◆ Task to carry out
Filter the lines below, keeping only those that contain the string "pope", and copy each kept line unchanged.

◆ Given records
----------------------------------------
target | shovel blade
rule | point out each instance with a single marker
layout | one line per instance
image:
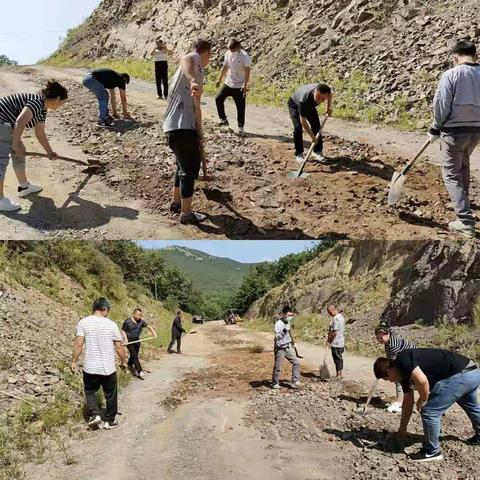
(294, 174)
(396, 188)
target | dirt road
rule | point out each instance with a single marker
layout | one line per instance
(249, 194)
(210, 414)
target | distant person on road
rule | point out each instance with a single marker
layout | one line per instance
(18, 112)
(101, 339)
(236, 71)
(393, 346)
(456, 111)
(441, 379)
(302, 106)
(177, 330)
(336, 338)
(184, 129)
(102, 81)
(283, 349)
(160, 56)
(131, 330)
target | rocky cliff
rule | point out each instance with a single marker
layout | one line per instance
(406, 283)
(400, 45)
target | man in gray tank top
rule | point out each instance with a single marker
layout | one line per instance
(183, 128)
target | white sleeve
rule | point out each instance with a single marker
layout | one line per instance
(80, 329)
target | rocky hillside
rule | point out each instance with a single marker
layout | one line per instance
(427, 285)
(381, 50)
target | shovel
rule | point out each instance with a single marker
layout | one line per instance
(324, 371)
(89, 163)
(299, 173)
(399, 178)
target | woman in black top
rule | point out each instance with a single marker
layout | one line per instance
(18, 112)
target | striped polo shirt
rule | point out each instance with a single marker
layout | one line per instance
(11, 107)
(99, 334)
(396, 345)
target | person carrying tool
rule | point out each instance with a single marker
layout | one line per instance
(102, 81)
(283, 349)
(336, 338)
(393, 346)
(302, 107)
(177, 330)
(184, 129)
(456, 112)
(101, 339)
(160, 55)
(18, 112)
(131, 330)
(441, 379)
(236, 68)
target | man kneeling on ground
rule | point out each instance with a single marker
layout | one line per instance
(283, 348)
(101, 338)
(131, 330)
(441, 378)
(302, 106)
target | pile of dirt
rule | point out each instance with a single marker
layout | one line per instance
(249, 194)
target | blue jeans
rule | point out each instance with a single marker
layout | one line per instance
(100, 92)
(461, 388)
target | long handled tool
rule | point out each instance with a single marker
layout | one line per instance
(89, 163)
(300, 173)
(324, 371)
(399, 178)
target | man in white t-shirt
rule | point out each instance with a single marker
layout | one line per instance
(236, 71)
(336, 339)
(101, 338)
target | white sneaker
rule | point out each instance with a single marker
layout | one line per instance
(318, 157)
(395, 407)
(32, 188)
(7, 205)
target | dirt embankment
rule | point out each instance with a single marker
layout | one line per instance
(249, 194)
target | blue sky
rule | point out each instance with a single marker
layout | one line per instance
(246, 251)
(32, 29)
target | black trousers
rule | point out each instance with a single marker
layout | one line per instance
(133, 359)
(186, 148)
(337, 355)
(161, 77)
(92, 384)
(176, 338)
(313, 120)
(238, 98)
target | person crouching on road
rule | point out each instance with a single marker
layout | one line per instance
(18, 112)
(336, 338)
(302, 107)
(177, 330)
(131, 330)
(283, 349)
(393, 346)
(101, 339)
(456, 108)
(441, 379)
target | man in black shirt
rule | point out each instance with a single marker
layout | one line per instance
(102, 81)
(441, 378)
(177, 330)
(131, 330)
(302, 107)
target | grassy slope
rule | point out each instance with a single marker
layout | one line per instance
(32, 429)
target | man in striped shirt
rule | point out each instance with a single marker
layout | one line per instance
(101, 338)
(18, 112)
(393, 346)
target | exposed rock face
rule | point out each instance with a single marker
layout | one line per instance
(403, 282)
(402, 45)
----------------------------------------
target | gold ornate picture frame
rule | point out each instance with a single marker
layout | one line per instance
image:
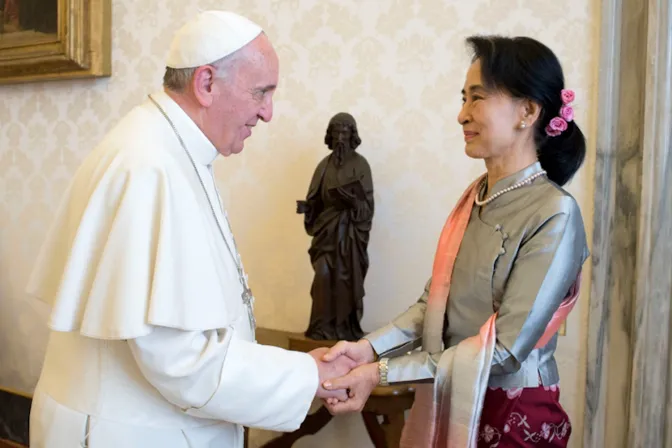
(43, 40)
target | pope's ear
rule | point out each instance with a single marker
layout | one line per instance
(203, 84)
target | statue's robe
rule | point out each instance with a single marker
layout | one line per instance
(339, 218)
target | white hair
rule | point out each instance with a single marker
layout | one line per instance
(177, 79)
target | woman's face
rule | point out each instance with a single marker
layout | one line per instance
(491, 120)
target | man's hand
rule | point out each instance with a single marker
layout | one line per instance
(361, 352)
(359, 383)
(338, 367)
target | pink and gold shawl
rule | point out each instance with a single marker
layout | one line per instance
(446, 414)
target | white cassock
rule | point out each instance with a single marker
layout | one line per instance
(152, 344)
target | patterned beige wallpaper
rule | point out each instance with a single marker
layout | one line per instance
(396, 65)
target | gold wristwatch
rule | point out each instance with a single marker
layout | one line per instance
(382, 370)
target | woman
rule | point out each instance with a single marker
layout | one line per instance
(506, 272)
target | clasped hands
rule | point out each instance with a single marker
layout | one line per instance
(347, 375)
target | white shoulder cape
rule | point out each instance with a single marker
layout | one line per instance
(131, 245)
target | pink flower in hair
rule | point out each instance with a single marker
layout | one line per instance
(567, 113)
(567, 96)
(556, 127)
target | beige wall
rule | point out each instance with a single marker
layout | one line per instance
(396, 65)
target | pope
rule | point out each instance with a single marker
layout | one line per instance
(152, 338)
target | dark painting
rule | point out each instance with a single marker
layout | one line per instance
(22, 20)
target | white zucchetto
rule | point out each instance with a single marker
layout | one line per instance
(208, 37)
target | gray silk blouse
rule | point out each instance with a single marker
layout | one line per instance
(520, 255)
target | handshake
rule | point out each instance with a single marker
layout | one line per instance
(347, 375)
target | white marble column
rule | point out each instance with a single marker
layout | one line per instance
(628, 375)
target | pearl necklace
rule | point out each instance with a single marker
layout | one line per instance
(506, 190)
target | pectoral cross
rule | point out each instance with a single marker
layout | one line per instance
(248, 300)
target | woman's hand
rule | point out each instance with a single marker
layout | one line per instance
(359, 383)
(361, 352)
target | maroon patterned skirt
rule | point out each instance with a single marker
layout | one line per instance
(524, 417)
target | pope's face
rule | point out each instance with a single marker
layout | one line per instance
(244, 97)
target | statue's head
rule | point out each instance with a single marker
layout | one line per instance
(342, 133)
----------------------------------------
◆ Answer to the task
target | pope's ear
target | pope
target | pope's face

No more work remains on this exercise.